Ti era mai successa una cosa simile, da quando sei in Italia?

«Mai. E mai mi sarei aspettato che quei due uomini mi colpissero con una catena».

Qual è la tua storia? Come sei arrivato?

«Ho lasciato il Gambia da solo, poco più che maggiorenne, nel 2010, e sono arrivato in Libia, dove ho lavorato per circa un paio d’anni come camionista. Lì, però, sono stato rapito e tenuto segregato per circa cinque mesi: i miei aguzzini mi chiedevano di chiamare casa, così che la mia famiglia pagasse il riscatto per la mia liberazione. Alla fine, sono riuscito a fuggire, ma non potevo più stare in Libia. Pensare di tornare in Gambia attraversando il Sahara sarebbe stata pura follia, visto che rischiavo di essere catturato di nuovo, imprigionato e magari ucciso. E così, il mio datore di lavoro s’è offerto di pagarmi il viaggio in Italia. Io mi sarei salvato e lui avrebbe potuto assumere un familiare. Mi disse che sarei arrivato in Sicilia su una nave grande e che il viaggio sarebbe durato mezz’ora. Invece, giunto al punto d’imbarco, vidi che c’era una barca minuscola strapiena di persone. A quel punto, non potevo scegliere: restare il Libia significava morire, ma sapevo che anche partendo, in quelle condizioni, avrei rischiato la morte. Eppure c’era la speranza di una vita migliore e mi sono imbarcato. Il viaggio è durato quattro giorni, poi siamo stati recuperati in mare da un’imbarcazione portati in Sicilia. Era il 2014».

──────────────────────────────

CONSEGNA –
Continua l'intervista sul viaggio dal Gambia all'Italia, riprendendo subito dopo l'ultima risposta riportata.

──────────────────────────────

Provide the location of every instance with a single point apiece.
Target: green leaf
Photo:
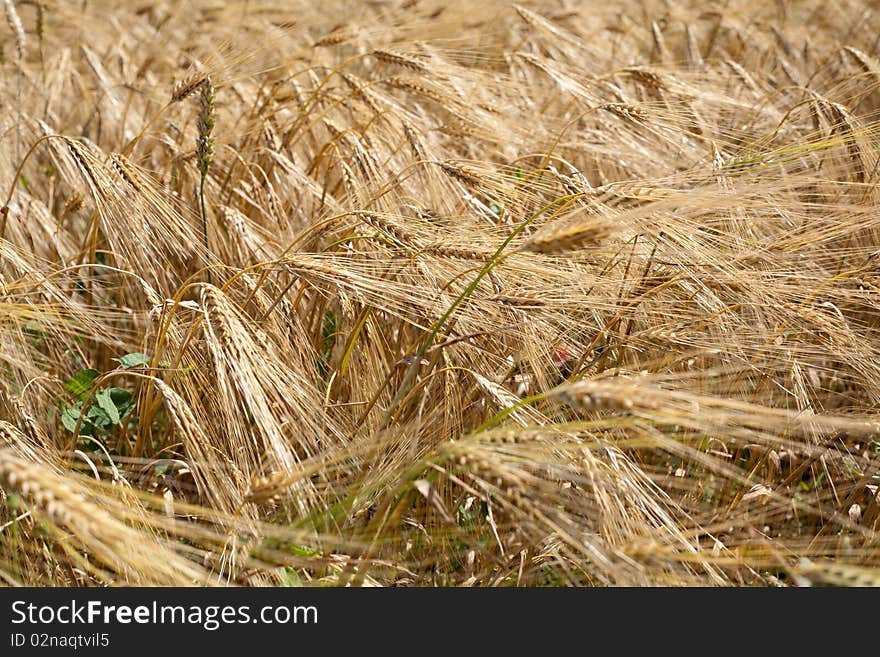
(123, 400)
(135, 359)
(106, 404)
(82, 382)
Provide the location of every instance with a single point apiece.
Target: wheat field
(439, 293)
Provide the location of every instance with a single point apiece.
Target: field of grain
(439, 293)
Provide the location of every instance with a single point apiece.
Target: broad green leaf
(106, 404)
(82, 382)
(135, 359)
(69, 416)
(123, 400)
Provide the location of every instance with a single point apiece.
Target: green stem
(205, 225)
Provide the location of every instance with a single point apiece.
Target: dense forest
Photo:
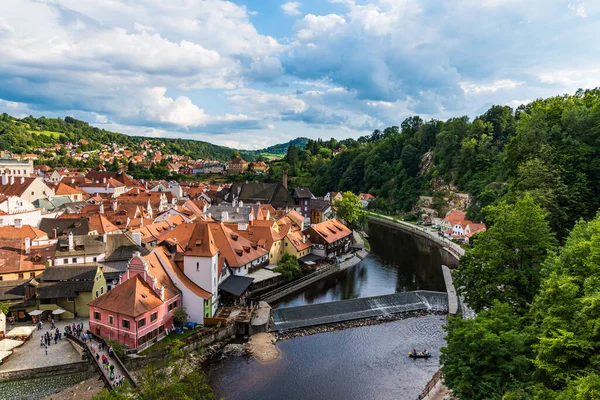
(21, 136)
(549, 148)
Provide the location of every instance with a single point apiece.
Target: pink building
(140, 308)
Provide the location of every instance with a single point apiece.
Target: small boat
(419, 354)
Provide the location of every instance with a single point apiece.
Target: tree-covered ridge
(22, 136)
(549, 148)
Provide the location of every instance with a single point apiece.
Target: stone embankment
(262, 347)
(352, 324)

──────────────────────────────

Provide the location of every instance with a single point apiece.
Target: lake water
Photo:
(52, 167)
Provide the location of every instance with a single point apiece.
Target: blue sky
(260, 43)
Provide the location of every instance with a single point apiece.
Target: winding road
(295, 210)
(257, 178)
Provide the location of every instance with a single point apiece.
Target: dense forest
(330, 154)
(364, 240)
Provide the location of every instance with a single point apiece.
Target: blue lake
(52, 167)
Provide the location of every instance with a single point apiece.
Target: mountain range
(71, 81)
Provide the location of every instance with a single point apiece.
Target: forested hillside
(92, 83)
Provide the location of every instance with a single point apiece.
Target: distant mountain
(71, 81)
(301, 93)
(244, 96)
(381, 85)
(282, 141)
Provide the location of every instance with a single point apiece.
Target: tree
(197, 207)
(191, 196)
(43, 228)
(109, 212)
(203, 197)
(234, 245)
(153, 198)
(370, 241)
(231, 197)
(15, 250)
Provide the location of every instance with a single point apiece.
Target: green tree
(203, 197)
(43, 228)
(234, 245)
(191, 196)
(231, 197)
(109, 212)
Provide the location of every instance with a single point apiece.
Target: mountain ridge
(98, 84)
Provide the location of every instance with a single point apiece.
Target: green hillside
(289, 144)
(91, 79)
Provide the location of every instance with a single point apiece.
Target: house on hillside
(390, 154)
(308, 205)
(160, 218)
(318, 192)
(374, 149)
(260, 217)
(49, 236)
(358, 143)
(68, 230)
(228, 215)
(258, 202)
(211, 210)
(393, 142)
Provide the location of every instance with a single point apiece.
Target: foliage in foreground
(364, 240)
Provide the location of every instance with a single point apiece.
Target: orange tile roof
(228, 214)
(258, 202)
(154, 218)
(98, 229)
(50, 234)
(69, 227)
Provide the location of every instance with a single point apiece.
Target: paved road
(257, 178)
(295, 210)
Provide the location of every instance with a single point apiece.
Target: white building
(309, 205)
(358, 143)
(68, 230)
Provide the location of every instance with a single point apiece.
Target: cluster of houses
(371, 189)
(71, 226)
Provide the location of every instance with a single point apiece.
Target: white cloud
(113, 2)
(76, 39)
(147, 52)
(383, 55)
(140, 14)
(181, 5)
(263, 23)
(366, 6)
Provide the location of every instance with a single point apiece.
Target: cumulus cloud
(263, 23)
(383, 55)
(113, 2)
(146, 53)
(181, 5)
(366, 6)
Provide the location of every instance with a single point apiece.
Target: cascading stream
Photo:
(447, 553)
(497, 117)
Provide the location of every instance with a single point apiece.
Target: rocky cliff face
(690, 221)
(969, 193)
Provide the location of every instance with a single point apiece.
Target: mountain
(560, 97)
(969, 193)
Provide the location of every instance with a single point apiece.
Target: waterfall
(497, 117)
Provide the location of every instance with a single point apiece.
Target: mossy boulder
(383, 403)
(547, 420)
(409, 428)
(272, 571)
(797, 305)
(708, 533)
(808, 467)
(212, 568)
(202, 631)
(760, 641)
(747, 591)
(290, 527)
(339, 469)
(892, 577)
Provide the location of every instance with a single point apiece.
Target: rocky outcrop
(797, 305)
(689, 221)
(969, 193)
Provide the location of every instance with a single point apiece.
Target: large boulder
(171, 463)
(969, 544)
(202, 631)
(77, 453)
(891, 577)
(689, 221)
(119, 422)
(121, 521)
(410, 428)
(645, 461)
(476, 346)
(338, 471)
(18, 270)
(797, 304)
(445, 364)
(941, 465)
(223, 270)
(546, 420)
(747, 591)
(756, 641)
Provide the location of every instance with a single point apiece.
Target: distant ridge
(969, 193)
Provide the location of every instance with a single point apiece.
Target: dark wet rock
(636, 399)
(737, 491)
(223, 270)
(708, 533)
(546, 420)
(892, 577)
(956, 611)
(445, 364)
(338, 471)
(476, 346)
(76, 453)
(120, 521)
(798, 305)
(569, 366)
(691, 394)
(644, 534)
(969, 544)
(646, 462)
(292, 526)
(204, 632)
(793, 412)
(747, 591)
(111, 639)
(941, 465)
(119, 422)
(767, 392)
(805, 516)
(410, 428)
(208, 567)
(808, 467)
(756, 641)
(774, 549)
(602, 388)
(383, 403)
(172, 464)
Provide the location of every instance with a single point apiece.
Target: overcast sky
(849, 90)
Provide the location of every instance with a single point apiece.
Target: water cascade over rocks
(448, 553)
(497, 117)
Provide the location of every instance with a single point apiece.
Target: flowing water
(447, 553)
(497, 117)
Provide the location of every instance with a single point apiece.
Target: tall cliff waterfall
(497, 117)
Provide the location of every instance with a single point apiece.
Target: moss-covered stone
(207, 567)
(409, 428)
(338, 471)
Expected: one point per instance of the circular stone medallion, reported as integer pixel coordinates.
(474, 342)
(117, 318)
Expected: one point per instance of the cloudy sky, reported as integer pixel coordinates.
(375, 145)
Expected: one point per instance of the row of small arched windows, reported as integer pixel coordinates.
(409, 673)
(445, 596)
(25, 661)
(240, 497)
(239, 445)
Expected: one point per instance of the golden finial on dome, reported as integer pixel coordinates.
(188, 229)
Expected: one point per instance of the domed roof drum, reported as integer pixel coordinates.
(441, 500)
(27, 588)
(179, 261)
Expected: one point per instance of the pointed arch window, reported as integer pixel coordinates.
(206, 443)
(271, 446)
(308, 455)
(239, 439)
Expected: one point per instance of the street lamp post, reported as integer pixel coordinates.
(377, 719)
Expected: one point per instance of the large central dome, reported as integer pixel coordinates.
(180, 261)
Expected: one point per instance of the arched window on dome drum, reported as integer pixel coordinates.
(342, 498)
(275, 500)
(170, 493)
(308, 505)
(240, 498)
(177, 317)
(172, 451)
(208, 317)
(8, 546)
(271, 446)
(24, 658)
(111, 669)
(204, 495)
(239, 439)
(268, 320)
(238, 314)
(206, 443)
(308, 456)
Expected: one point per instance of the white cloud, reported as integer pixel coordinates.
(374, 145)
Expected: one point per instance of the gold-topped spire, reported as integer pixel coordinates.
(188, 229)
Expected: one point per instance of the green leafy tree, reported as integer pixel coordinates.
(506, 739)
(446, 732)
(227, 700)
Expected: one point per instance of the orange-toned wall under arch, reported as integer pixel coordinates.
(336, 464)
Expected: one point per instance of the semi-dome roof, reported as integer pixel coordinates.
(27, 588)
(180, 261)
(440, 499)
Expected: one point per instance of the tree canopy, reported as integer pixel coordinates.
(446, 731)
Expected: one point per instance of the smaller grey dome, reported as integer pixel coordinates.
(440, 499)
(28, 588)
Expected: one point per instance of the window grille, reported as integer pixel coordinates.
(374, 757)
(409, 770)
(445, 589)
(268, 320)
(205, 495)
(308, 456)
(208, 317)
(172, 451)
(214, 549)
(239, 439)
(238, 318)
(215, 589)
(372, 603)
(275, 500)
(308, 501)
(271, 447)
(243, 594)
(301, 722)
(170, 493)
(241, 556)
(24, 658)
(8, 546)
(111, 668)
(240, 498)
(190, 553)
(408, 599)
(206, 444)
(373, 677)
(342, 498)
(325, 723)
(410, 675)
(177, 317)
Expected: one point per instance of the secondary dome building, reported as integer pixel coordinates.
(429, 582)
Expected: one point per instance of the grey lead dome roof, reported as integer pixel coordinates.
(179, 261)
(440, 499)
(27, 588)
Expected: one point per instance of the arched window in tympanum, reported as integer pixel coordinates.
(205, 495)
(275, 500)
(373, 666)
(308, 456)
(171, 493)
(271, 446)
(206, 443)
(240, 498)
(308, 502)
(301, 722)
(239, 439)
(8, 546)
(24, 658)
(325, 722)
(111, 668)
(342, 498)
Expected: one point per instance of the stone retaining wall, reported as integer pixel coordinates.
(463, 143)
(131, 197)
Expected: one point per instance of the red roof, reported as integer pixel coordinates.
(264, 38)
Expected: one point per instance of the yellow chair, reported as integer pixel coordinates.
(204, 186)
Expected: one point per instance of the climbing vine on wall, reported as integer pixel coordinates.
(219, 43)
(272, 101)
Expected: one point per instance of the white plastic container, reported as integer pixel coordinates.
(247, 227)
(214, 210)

──────────────────────────────

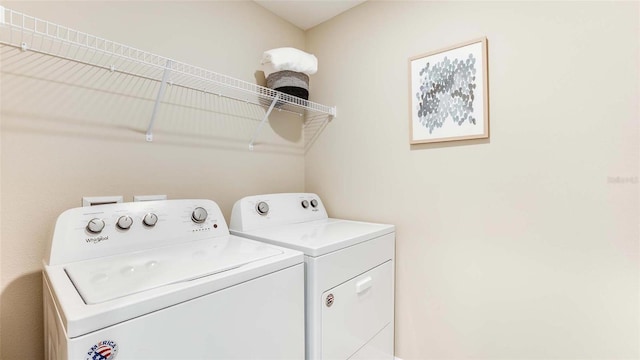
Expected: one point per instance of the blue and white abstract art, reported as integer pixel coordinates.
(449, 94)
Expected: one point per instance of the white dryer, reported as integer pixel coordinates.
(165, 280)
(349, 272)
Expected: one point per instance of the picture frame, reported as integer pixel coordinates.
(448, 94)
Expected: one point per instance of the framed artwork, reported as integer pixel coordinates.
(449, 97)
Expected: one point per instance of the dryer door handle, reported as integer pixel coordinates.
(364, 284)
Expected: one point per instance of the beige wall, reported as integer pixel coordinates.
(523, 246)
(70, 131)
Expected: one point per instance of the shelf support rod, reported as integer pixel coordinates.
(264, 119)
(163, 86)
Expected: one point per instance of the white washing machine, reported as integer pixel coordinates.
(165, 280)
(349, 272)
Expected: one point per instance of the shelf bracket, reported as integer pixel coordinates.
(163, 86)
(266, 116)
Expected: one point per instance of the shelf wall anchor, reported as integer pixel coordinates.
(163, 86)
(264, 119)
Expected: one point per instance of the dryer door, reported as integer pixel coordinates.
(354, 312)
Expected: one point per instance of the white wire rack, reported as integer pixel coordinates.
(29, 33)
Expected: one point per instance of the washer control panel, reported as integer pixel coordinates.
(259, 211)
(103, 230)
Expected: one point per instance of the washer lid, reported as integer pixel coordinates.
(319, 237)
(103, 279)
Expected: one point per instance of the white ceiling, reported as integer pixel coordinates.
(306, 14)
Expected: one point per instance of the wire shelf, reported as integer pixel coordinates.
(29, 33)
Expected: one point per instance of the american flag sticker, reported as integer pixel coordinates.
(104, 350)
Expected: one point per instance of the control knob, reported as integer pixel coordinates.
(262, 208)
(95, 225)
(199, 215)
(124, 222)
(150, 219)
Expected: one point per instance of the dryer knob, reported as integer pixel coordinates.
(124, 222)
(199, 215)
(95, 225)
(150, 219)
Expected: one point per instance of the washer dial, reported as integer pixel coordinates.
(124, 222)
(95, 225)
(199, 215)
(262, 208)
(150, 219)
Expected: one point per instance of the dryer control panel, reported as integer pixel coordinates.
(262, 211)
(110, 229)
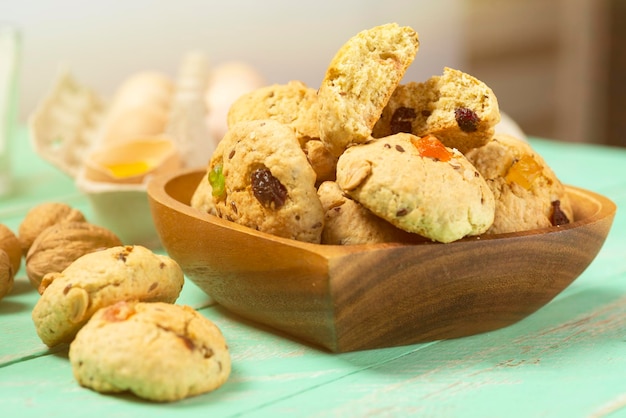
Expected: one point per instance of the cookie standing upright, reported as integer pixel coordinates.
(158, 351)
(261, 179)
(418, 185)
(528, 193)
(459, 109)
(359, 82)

──────────────────────────────

RISPOSTA –
Un destino che accomuna un po’ tutti i profughi dell’Africa sub sahariana che fuggono dalla Libia, dopo essere stati imprigionati e dopo aver subito ogni tipo di tortura. Poi cos’è accaduto?

«Proprio così. Io sono stato trasferito a Bologna e da lì, poi, ho raggiunto Modena e, quindi, Carpi. Alla fine, ottenuti i documenti, nel 2015, non riuscendo a trovare lavoro, sono salito in Germania, dove ho studiato il tedesco e fatto qualche lavoro per circa due anni e mezzo. Dopo due anni e mezzo, ho deciso di rientrare in Italia, a Bolzano, dove ho la possibilità di continuare a parlare sia l’italiano che il tedesco».

Come ti trovi qui?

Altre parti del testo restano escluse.